[About this exercise] If a line in the entries below includes "target", pick it out and copy it.

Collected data
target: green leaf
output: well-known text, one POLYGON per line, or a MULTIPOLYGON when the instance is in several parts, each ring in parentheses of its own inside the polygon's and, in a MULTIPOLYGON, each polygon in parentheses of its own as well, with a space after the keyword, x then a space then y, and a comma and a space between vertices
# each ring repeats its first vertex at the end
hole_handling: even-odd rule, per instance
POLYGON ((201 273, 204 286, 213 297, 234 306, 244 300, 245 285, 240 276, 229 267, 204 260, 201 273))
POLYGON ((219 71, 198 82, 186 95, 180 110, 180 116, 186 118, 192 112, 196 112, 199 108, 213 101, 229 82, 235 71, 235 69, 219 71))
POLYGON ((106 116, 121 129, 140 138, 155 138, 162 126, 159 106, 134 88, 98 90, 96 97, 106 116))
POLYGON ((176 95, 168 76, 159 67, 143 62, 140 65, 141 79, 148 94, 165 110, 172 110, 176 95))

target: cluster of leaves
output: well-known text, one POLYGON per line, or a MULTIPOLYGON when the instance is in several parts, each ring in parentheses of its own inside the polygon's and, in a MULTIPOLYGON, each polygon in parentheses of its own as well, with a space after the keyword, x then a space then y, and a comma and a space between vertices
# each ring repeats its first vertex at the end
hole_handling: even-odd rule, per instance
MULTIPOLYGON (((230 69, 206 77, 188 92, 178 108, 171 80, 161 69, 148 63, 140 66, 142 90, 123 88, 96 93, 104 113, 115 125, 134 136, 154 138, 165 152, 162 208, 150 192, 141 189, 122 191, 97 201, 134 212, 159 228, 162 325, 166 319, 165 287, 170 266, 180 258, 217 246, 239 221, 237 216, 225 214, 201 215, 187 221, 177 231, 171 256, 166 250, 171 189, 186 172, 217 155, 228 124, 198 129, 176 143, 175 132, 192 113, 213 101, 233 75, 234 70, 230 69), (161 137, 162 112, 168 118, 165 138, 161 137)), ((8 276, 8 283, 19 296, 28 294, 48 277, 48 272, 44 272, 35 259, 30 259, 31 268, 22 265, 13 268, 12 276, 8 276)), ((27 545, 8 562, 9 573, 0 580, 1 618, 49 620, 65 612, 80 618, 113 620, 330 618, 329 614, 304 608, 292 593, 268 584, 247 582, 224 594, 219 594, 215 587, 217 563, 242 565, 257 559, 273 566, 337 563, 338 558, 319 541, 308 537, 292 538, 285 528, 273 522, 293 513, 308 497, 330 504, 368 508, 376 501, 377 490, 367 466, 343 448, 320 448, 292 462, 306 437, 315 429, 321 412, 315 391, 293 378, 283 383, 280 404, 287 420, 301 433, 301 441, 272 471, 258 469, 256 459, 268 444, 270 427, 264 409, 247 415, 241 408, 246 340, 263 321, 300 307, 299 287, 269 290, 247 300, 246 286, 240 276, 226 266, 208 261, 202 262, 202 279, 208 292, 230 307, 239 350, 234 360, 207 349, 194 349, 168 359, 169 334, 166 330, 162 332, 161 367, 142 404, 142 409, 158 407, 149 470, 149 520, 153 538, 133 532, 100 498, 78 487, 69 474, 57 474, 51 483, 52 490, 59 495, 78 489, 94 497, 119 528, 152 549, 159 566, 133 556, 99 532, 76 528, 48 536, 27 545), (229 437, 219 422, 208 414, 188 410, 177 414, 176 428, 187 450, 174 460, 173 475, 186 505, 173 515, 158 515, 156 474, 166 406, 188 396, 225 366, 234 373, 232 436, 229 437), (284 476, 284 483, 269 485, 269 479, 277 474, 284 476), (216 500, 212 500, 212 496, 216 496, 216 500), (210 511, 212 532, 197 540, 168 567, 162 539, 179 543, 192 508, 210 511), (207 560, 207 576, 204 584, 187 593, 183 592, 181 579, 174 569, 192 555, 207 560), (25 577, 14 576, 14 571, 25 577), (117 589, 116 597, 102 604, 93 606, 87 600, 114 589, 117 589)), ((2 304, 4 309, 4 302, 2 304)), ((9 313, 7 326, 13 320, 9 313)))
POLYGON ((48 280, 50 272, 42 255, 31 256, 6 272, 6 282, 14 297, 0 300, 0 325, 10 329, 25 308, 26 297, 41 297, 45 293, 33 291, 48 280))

[Result of the exercise]
target: green leaf
target: cluster of leaves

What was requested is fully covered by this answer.